● **Provided passage**:

Kyks sez:...The player is greeted by Van Helsing, who tells the player that vampires have invaded Paragon, check it out pretty please? The player journeys to various locales and battles vampires, who are a custom group with varied powers, and are for some reason obsessed with Maemae van Whooters, a minor character form the Television arc.

 

Honestly, I couldn't figure out why they were obsessed by her, either. The arc's customs are pretty good. There's some nice diversity in maps and such. But the villains motivations eluded me all the way through. I thought maybe I missed a key clue somewhere. That said, if it IS key, I feel like it should be super obvious. Even so, I won't discount the possibility that I just missed it somewhere.

 

Kyks sez: EDIT: also, one mission has several EBs who are set to flee, making them almost impossible to defeat, which I found kinda annoying.

● **Supplied entries**:
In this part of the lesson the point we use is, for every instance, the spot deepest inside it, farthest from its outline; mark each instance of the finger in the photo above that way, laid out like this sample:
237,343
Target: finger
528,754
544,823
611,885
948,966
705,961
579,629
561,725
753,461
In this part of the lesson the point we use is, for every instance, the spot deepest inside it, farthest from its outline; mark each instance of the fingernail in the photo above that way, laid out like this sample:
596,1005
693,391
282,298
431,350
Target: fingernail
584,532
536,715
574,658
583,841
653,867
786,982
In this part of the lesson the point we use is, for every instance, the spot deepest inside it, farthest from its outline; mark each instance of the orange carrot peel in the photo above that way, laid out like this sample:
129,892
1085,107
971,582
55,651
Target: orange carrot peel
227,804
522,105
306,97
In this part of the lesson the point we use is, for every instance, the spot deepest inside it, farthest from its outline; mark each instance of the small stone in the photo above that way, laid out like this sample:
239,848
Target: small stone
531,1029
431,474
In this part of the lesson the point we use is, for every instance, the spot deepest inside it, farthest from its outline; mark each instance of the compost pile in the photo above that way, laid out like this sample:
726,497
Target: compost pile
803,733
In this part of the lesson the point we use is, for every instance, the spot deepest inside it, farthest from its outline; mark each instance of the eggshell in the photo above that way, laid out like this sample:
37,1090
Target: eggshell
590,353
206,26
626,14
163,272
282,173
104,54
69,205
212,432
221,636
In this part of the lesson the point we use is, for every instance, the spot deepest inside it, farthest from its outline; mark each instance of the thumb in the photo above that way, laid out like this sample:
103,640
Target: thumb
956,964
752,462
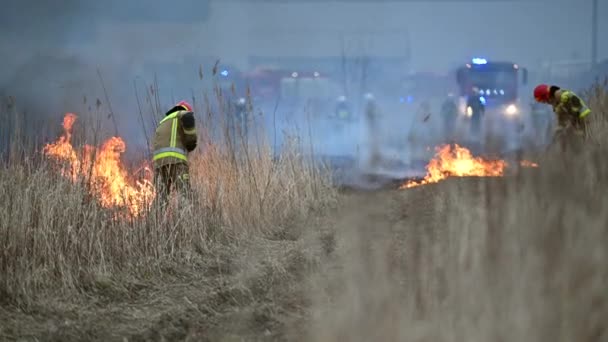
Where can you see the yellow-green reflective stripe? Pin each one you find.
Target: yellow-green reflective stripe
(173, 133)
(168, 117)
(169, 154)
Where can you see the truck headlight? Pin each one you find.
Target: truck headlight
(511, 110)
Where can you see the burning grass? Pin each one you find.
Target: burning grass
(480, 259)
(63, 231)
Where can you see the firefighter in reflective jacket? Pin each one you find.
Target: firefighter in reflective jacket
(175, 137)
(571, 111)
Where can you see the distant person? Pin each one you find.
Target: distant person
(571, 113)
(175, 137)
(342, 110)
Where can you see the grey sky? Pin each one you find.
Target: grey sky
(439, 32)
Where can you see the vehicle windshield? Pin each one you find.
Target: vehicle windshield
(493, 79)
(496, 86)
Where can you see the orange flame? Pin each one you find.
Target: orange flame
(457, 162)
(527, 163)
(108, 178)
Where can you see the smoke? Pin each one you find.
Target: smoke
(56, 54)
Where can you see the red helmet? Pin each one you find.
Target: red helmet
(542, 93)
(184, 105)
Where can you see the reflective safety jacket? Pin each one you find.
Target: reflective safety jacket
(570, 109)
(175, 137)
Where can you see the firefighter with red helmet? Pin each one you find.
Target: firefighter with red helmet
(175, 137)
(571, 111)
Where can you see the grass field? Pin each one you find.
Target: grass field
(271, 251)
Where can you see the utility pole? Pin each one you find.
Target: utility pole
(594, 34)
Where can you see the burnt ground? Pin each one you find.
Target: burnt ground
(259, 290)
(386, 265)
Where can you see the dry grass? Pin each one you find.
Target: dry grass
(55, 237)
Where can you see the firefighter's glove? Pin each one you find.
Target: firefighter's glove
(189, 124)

...

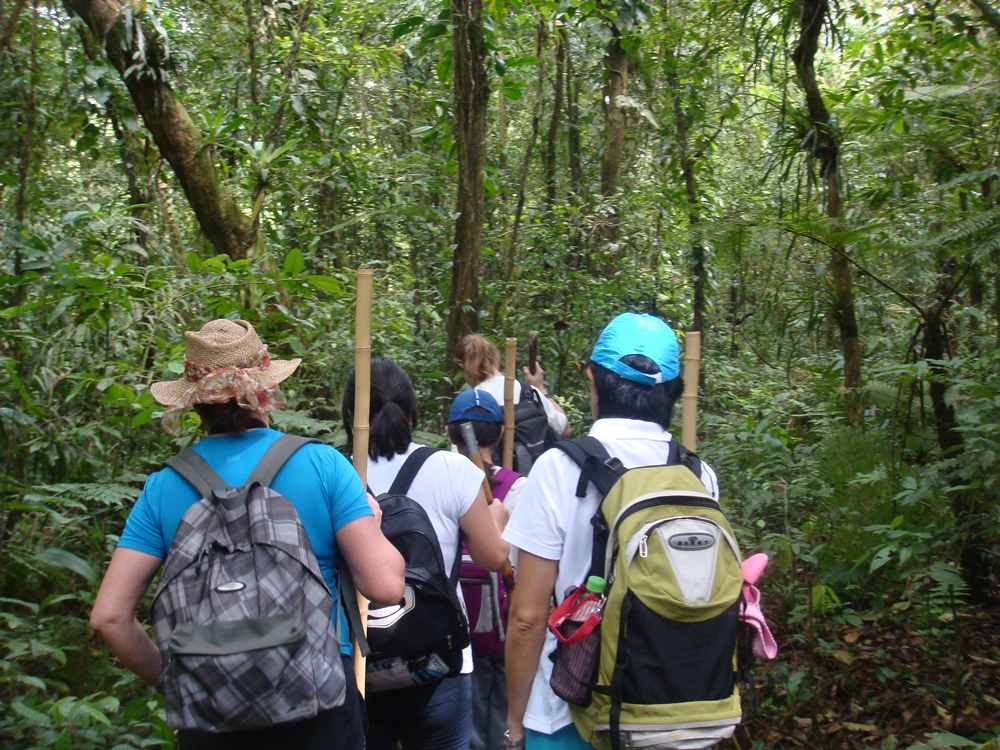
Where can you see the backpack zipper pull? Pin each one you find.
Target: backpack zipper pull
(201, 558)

● **Exercise**: Carry on the forum review of the vampire story arc from its last sentence.

● **Response**:
Including the big bad end boss. She ZOOMED off. With a burst of speed. The rescue objective was right next to the EB, so I stayed to clear everything and finish the rescue, and the mish. But...I had the boss whittled down and was going to kick her ass when she buzzed off, leaving me feeling unsatisfied as a player. Kyks has a legitimate observation here. Kyks also said the customs were good, and I agree. I just wonder why the designer wants me to chase bosses. It's like I have to "earn" the privilege of defeating them. If a player makes it that far, it feels unfair to snatch victory from them (and for no real reason -- unless the NPC is supposed to survive for a follow-up arc?).

 

P.S. Didn't see a lot of spelling errors. But there was a pervasive lack of carriage returns (no spaces between paragraphs). Easy Fix. It’s mechanically sound, and brisk, and has humor. Good for players looking for a light diversion.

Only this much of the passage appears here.